## Provided data
# # # # #

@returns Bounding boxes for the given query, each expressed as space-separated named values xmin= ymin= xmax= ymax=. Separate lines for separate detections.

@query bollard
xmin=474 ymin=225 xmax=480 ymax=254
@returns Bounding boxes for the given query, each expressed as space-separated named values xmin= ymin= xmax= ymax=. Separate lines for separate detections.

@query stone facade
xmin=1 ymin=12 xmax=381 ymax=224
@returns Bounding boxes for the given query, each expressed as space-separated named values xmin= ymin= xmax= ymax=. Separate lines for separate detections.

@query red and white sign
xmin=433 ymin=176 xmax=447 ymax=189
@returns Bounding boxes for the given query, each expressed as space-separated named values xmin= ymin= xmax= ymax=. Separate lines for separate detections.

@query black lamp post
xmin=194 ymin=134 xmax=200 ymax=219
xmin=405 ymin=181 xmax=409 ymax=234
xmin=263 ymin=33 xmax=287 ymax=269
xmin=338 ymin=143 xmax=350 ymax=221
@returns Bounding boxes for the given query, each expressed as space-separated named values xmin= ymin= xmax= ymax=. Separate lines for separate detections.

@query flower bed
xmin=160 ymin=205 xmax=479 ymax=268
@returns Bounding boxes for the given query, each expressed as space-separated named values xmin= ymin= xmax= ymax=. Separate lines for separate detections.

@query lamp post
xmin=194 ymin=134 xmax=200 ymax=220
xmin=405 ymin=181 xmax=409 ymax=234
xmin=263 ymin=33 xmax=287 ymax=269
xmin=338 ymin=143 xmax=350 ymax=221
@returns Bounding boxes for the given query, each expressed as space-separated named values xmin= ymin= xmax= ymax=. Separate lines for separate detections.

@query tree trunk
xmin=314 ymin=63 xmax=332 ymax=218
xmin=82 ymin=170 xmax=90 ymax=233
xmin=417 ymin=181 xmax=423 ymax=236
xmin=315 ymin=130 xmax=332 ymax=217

# # # # #

## Task
Every record must be written out again without any change.

## Solution to this task
@returns Bounding boxes for the given query, each expressed as space-separated named values xmin= ymin= xmax= ymax=. Separate lines for separate detections.

@query bollard
xmin=474 ymin=225 xmax=480 ymax=254
@returns Bounding boxes for the given query, each expressed as space-separated named values xmin= ymin= xmax= ymax=. Separate lines for separate detections.

@query stone facade
xmin=1 ymin=12 xmax=381 ymax=224
@returns Bounding boxes for the given query, each expressed as space-separated named values xmin= ymin= xmax= ymax=. Separate lines for separate detections.

@query red and white sign
xmin=433 ymin=176 xmax=447 ymax=189
@returns Bounding boxes for the given query, each expressed as space-separated named values xmin= ymin= xmax= ymax=. Separate lines for separate detections.

@query black lamp post
xmin=194 ymin=134 xmax=200 ymax=219
xmin=405 ymin=181 xmax=409 ymax=234
xmin=263 ymin=33 xmax=287 ymax=269
xmin=338 ymin=143 xmax=350 ymax=221
@returns Bounding boxes for the given query, each expressed as space-separated named values xmin= ymin= xmax= ymax=. Separate lines for separate detections.

@query flower bed
xmin=160 ymin=205 xmax=479 ymax=268
@returns Bounding boxes for the given query, each expressed as space-separated named values xmin= ymin= xmax= ymax=. Separate lines for separate detections.

@query lamp post
xmin=194 ymin=134 xmax=200 ymax=220
xmin=405 ymin=181 xmax=409 ymax=234
xmin=263 ymin=33 xmax=287 ymax=269
xmin=338 ymin=143 xmax=350 ymax=221
@returns Bounding boxes for the given query, each expressed as space-separated named values xmin= ymin= xmax= ymax=. Separate lines for separate detections.

@query tree trunk
xmin=314 ymin=63 xmax=332 ymax=218
xmin=82 ymin=170 xmax=90 ymax=233
xmin=417 ymin=181 xmax=423 ymax=236
xmin=315 ymin=130 xmax=332 ymax=217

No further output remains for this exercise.